• Written exercise
Render every line of the listing below as a Markdown table with the columns "Row" and "Line". Number the rows in order and leave out blank lines.

• Supplied entries
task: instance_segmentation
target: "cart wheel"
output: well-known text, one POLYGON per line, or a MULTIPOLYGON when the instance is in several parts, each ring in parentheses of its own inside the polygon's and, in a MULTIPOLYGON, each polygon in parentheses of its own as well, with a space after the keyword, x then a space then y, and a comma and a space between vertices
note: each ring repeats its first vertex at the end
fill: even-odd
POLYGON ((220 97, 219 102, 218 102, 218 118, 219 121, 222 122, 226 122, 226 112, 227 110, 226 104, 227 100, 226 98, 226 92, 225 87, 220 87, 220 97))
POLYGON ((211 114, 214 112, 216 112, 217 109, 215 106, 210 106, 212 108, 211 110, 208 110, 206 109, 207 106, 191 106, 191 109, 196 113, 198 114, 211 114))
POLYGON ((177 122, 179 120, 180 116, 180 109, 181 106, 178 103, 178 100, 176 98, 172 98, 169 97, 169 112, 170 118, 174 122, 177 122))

• Result for this task
| Row | Line |
|---|---|
| 1 | task: instance_segmentation |
| 2 | target: "cart wheel" |
| 3 | output: well-known text, one POLYGON per line, or a MULTIPOLYGON when the instance is in several parts, each ring in parentheses of its own inside the polygon's and, in a MULTIPOLYGON, each polygon in parentheses of its own as well, with a space after the keyword, x then a space then y, and a comma and a space between vertices |
| 4 | note: each ring repeats its first vertex at the end |
| 5 | fill: even-odd |
| 6 | POLYGON ((220 97, 219 102, 218 102, 218 118, 219 121, 222 122, 226 122, 226 112, 227 110, 226 104, 227 100, 226 98, 226 92, 225 87, 220 87, 220 97)) |
| 7 | POLYGON ((211 114, 214 112, 216 112, 217 109, 215 106, 210 106, 212 108, 211 110, 208 110, 206 109, 207 106, 191 106, 191 109, 196 113, 198 114, 211 114)) |
| 8 | POLYGON ((177 122, 179 120, 180 116, 180 109, 181 106, 178 103, 178 100, 176 98, 172 98, 169 97, 169 112, 170 118, 174 122, 177 122)) |